Write down each entry again, exactly as it reads.

[start AVAILABLE DATA]

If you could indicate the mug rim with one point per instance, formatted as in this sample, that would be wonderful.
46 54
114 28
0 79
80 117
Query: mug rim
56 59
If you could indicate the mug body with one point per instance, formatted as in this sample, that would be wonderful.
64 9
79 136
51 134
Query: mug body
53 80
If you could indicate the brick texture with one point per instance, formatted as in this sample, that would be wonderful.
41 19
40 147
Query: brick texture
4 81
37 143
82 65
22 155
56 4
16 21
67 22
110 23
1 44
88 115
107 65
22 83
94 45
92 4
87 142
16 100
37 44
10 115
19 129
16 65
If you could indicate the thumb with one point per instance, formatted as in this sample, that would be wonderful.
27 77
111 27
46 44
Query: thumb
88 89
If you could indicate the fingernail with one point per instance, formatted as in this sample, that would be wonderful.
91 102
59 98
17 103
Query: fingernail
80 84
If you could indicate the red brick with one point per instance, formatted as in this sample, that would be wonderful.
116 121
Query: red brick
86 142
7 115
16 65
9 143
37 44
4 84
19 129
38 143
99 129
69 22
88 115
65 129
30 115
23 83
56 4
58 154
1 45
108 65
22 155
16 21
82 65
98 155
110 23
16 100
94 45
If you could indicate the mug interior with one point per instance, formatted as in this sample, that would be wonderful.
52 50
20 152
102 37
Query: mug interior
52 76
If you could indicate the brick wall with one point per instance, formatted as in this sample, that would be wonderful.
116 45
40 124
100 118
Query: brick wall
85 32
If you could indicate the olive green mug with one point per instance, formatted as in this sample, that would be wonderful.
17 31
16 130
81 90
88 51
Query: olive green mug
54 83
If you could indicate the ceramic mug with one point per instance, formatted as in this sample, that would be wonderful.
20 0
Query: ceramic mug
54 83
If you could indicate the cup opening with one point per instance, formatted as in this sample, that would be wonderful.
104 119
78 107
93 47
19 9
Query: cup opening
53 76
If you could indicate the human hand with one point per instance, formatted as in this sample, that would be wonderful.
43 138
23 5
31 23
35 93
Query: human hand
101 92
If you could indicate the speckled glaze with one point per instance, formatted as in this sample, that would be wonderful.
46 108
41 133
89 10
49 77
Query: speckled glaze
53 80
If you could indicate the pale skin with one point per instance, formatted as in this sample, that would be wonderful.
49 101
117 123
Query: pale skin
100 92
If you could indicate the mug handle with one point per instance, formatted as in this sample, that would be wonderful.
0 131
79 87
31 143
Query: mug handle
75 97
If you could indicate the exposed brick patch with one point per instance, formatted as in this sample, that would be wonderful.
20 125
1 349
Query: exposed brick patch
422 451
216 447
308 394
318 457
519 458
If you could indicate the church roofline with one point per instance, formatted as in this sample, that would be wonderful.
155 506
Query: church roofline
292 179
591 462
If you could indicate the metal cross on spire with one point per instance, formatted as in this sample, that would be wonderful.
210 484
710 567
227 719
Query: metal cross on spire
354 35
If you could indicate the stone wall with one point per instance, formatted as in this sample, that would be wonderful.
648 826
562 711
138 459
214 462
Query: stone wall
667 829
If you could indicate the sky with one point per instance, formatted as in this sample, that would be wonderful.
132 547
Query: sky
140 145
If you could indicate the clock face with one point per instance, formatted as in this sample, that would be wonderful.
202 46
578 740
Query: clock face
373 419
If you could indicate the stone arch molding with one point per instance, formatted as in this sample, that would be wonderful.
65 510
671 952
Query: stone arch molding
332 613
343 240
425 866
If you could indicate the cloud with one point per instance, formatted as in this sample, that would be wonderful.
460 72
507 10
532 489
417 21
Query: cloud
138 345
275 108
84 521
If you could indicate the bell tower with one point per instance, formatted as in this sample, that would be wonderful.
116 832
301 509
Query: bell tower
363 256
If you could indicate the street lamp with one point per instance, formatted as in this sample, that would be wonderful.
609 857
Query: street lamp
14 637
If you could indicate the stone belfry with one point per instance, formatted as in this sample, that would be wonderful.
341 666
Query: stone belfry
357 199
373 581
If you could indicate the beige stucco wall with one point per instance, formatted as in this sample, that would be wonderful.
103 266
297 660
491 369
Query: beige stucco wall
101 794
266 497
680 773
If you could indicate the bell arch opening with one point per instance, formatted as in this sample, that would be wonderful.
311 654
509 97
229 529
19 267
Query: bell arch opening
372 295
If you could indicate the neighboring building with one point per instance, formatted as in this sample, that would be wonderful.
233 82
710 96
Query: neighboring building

[end AVAILABLE DATA]

* [ANSWER IN FULL]:
If you could indicate the mug rim with one point per instance, formatted as in this sample, that would be wonderful.
46 54
114 28
0 79
80 117
Query: mug rim
56 59
If you could indicate the mug body with one point per instance, formatted as in this sample, that would be wonderful.
64 9
79 136
51 134
Query: mug body
53 80
If you could indicate the brick texture with one point per instance, formatted as in this sample, that would be wonderful.
41 19
40 147
Query: brick texture
4 81
37 143
82 65
22 155
56 4
16 21
67 22
110 23
1 44
88 115
107 65
22 83
94 45
92 4
87 142
16 100
37 44
10 115
19 129
16 65
If you could indicate the thumb with one point per instance, formatted as in this sample, that would be wonderful.
27 77
111 27
46 44
Query: thumb
88 89
If you could indicate the fingernail with one point per instance, formatted as in this sample, that would be wonderful.
91 102
59 98
17 103
Query: fingernail
80 84
If you could indicate the red brick with one point per instance, formatted as in this sample, that would be wonderful.
116 121
Query: red brick
86 142
7 115
16 65
9 143
37 44
4 84
19 129
38 143
99 129
69 22
88 115
65 129
30 115
23 83
56 4
58 154
1 45
108 65
22 155
16 21
82 65
98 155
110 23
16 100
94 45
If you could indicate the mug interior with one point per instance, formatted as in this sample, that would be wonderful.
52 50
20 152
102 37
Query: mug interior
52 76
If you could indicate the brick wall with one point per instance, formatted as in this sample, that would be wonderful.
116 45
40 124
100 118
Query: brick wall
85 32
If you could indicate the olive green mug with one point per instance, formatted as in this sample, that would be wonderful.
17 31
16 130
81 90
88 51
Query: olive green mug
54 83
If you could indicate the ceramic mug with one point per instance, formatted as in this sample, that would be wonderful.
20 0
Query: ceramic mug
54 83
If you could indicate the cup opening with one point per instance, formatted as in this sample, that would be wonderful.
104 119
78 107
93 47
19 9
Query: cup opening
53 76
If you could indicate the human hand with one point per instance, formatted as in this sample, that would be wonderful.
43 138
23 5
31 23
35 93
Query: human hand
101 92
If you could indicate the speckled glaze with one point per instance, formatted as in this sample, that would be wonderful.
46 108
41 133
89 10
49 77
Query: speckled glaze
53 80
If you could indicate the pale skin with one point per instance, formatted as in this sample, that would be wonderful.
49 101
117 123
Query: pale skin
100 92
If you could indicate the mug handle with one point per instance, formatted as in this sample, that would be wonderful.
0 131
79 87
31 143
Query: mug handle
75 97
If you could indicate the exposed brick patch with one point per instance, formatted as in this sample, that would be wonderful.
20 125
1 349
Query: exposed brick patch
422 451
216 447
308 394
318 457
519 458
If you could indicate the church roofline with one point per instance, formatted as in this sample, that would be wonderful.
155 506
Query: church roofline
292 179
591 462
If you could indicate the metal cross on spire with one point per instance, formatted as in this sample, that would be wonderful.
210 484
710 567
227 719
Query: metal cross on spire
354 35
If you could indicate the stone wall with one point per instance, formatted as in this sample, that would be wonderful.
648 826
562 711
138 459
214 462
Query: stone wall
667 829
If you could indicate the sky with one point per instance, formatted as in this sample, that would be wonderful.
132 547
Query: sky
140 145
If you could indicate the clock face with one point per instance, formatted as in this sample, that would be wonderful.
202 46
578 740
Query: clock face
373 419
If you could indicate the stone arch molding with one point per instance, formatted as in this sample, that would be wonderful.
65 510
671 952
Query: stone arch molding
332 613
343 240
425 866
If you could indicate the cloud with one point per instance, formatted as in this sample, that would be wonderful.
460 72
507 10
532 489
417 21
Query: cloud
138 345
275 108
84 521
If you could indicate the bell tower with one point per instance, formatted as in this sample, that would be wonderful.
116 832
301 509
Query: bell tower
363 256
If you could indicate the street lamp with one point per instance, formatted as in this sample, that would be wonderful.
609 857
Query: street lamp
14 637
If you could indicate the stone belfry with one point per instance, formatted as in this sample, that would be wonderful.
341 666
Query: stone belfry
357 199
373 581
If you could indicate the beige stucco wall with one point per instance, formatted as in this sample, that would be wonderful.
103 266
297 660
491 369
Query: beige stucco wall
101 794
266 497
680 773
If you could indicate the bell arch opening with one point per instance, formatted as in this sample, that would be wonderful.
311 654
509 97
229 529
19 267
Query: bell arch opening
372 295
If you could indicate the neighboring building with one point per instance, formatted as in this sample, that would be wonderful.
233 82
710 96
Query: neighboring building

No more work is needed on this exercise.